▸ **DATA FOR THIS TASK**

● ● ●

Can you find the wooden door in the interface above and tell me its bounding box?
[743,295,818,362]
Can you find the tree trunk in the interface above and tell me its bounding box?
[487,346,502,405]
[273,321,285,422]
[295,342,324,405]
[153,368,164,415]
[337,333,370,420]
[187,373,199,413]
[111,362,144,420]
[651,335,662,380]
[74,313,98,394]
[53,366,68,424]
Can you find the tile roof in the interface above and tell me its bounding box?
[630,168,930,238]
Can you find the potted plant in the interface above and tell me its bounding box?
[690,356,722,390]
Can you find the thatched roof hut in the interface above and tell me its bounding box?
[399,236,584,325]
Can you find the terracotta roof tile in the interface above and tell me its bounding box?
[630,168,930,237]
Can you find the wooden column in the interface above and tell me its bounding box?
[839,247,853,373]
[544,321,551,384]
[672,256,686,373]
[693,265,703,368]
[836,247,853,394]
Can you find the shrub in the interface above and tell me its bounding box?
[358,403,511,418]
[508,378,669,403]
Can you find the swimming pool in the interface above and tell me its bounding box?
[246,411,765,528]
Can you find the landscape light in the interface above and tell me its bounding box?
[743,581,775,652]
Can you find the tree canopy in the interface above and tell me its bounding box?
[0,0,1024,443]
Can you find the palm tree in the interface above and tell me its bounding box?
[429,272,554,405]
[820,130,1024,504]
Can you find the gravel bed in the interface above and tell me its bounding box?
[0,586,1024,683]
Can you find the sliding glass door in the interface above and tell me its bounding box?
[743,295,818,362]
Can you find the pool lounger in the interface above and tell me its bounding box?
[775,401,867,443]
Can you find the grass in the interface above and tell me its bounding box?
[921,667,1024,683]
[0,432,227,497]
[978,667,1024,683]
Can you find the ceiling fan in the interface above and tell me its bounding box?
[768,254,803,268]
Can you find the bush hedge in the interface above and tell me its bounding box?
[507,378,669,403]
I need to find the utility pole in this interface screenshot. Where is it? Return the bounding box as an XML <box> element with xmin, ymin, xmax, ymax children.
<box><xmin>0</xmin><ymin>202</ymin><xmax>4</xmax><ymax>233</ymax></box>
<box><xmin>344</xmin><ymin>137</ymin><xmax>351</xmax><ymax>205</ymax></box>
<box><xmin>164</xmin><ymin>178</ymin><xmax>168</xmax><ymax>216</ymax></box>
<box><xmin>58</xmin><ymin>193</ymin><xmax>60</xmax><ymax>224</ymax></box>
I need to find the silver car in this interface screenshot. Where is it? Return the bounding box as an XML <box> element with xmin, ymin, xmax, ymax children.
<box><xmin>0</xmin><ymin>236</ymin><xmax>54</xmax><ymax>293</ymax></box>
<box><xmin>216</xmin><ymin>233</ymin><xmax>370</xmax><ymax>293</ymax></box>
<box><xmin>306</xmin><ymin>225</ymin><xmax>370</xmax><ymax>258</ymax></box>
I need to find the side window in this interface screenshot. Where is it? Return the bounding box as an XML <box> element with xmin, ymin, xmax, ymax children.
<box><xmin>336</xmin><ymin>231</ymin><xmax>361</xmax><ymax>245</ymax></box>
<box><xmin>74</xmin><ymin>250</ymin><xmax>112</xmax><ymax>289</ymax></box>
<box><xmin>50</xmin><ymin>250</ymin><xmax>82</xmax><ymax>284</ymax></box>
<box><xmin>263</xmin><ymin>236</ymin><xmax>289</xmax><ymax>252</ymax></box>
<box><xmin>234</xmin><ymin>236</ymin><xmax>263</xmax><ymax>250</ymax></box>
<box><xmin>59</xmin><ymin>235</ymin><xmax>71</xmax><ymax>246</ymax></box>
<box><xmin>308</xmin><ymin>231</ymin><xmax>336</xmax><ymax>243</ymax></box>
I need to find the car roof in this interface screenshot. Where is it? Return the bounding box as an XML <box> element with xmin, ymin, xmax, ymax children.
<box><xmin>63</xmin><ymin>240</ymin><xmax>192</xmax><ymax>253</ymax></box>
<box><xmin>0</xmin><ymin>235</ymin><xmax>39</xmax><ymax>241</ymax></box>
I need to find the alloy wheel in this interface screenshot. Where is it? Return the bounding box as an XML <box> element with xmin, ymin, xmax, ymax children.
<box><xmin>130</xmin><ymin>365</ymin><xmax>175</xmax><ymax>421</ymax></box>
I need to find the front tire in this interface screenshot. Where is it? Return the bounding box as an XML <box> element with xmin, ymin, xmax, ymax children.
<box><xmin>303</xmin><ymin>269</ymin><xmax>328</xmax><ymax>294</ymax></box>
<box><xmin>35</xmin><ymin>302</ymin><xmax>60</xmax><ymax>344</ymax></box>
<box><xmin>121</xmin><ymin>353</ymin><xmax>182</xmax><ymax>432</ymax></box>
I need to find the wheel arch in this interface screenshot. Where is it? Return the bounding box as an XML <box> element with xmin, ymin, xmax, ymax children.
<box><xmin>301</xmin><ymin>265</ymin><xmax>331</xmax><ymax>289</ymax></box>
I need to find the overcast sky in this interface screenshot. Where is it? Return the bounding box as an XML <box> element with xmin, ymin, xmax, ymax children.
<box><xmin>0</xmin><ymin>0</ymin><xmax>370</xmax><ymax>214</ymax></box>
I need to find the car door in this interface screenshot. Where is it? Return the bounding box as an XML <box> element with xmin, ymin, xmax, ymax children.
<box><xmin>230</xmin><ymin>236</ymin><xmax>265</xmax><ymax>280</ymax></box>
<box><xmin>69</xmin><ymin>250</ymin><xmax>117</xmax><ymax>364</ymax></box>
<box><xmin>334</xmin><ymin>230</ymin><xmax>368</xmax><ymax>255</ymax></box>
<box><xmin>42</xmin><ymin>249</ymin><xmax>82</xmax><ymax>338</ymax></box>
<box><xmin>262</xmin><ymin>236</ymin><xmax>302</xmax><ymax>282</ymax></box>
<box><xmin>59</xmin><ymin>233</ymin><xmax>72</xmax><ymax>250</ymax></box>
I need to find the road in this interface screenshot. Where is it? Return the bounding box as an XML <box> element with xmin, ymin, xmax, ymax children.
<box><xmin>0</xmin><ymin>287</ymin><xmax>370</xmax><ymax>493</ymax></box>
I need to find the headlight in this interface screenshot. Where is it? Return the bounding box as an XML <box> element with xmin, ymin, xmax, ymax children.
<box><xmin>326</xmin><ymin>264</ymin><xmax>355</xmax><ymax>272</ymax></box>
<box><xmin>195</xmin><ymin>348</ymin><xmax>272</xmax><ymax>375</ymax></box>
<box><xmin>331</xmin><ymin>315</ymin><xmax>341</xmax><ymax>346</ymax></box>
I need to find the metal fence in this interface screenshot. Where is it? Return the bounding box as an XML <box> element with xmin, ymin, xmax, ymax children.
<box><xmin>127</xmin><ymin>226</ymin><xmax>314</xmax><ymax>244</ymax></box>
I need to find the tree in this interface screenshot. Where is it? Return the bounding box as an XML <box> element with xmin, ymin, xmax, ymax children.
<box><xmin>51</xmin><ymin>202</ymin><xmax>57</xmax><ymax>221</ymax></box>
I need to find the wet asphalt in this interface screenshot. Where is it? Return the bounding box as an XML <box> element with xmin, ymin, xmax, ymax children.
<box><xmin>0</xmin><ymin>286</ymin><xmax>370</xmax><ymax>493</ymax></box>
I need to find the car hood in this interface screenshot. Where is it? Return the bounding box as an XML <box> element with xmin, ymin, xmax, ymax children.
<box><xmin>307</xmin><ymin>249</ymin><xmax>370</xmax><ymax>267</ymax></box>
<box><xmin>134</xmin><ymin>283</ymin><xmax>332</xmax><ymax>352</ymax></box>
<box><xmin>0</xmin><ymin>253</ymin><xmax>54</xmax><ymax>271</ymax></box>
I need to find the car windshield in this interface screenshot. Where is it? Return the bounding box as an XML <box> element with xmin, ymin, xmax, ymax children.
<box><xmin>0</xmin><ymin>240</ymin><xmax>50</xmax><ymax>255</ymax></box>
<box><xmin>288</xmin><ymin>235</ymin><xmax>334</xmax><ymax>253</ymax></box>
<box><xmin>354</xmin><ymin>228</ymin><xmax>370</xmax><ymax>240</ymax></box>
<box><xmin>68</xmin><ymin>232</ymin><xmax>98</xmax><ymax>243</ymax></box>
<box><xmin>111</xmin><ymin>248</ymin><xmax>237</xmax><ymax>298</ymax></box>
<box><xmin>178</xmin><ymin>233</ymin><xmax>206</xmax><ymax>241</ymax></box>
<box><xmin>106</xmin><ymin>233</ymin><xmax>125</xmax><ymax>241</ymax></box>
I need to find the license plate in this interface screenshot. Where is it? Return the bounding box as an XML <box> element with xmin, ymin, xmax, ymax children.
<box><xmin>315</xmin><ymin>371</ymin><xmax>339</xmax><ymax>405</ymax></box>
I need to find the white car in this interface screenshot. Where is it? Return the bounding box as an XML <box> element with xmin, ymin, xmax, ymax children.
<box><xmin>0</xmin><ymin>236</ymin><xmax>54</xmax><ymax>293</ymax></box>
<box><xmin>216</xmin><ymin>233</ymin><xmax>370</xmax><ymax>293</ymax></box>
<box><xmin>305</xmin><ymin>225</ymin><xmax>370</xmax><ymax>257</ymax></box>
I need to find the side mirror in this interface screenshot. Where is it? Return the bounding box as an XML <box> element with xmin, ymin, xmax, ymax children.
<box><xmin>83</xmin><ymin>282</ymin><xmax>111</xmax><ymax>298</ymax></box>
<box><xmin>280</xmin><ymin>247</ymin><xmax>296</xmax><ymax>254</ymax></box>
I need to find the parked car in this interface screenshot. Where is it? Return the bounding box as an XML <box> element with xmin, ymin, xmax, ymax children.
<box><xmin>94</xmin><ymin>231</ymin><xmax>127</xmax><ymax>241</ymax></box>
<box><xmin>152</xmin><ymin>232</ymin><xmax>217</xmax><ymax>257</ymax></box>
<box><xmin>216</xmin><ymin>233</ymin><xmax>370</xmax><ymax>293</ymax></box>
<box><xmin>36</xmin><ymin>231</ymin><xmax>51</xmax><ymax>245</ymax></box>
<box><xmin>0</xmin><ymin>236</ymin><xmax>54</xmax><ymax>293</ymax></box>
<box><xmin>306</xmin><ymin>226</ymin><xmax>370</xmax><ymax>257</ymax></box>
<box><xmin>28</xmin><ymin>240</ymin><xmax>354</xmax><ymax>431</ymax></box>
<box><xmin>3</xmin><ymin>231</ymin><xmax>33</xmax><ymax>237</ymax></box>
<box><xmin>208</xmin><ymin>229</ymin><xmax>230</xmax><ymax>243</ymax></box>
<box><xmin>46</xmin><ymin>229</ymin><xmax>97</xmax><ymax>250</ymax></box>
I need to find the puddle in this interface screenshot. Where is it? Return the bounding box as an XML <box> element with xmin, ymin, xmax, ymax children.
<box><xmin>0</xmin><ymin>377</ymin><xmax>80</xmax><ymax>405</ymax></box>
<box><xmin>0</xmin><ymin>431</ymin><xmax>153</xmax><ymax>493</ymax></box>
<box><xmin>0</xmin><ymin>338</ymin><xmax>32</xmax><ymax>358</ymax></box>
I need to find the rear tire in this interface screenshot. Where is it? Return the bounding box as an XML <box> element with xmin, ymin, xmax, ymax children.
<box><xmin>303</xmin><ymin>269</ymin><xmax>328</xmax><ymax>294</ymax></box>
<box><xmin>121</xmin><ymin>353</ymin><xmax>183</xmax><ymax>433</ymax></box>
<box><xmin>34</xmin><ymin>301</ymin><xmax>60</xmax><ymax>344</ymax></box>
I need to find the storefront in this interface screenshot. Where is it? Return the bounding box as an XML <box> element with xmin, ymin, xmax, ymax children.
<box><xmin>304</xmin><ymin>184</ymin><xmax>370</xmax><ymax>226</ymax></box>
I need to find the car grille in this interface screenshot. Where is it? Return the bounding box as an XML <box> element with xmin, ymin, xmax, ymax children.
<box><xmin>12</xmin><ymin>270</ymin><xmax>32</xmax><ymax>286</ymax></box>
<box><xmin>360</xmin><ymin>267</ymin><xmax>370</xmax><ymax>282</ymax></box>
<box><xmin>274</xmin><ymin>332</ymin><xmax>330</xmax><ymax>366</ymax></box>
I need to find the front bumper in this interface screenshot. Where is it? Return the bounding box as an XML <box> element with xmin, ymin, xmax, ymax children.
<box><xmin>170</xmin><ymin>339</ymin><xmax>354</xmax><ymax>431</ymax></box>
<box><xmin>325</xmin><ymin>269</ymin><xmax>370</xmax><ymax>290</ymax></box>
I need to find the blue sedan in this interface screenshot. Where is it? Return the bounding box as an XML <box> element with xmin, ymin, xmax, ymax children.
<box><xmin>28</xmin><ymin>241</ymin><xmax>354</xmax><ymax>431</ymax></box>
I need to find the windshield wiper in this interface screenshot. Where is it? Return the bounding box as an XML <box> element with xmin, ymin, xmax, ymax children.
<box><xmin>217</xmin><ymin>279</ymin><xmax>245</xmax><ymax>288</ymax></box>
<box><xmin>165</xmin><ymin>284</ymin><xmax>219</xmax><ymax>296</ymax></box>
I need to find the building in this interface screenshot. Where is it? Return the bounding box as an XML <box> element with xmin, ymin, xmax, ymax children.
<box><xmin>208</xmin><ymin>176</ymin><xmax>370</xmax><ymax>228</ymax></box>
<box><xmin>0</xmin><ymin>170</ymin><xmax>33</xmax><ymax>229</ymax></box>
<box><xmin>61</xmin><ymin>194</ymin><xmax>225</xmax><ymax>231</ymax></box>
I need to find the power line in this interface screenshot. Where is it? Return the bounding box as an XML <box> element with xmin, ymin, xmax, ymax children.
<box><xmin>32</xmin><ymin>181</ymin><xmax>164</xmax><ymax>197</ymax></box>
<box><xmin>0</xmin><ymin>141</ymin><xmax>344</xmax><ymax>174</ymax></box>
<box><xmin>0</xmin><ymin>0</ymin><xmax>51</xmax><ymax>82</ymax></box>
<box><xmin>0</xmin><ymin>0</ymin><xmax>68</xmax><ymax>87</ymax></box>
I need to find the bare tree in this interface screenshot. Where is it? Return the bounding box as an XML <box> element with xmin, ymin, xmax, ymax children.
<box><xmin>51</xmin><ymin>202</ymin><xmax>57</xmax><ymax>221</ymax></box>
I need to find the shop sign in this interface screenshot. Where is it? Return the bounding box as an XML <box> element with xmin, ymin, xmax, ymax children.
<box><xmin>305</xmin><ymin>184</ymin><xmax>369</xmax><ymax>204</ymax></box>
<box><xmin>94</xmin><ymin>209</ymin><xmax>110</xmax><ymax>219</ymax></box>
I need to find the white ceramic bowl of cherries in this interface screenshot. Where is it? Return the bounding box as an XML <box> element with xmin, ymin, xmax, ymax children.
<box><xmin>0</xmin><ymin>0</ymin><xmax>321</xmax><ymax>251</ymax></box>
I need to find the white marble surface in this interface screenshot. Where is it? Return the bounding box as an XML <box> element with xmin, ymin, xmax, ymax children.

● ● ●

▸ **WRITTEN EXERCISE**
Reproduce the records from the beginning through the line containing "[630,168,930,237]", swapping "potted plant" for "flower pot" and changing nothing else.

▸ **RESULT OF THE TASK**
Can you find the wooden door in the interface above and tell me its bounding box?
[743,295,818,362]
Can you find the tree trunk in the interface above and tell me its bounding box?
[487,346,502,405]
[273,321,285,422]
[295,342,324,405]
[153,368,164,415]
[337,333,370,420]
[187,373,199,413]
[111,362,144,420]
[651,335,662,380]
[74,313,98,394]
[53,366,68,424]
Can you find the tile roof in the interface above and tell me its bounding box?
[630,168,930,238]
Can you find the flower pot in the interface above and tell me its bounding box?
[690,356,722,390]
Can you find the thatched roof hut in the interface above and tell me its bounding box?
[399,236,584,325]
Can you find the terracotta roof tile in the interface above and tell me its bounding box?
[630,168,930,237]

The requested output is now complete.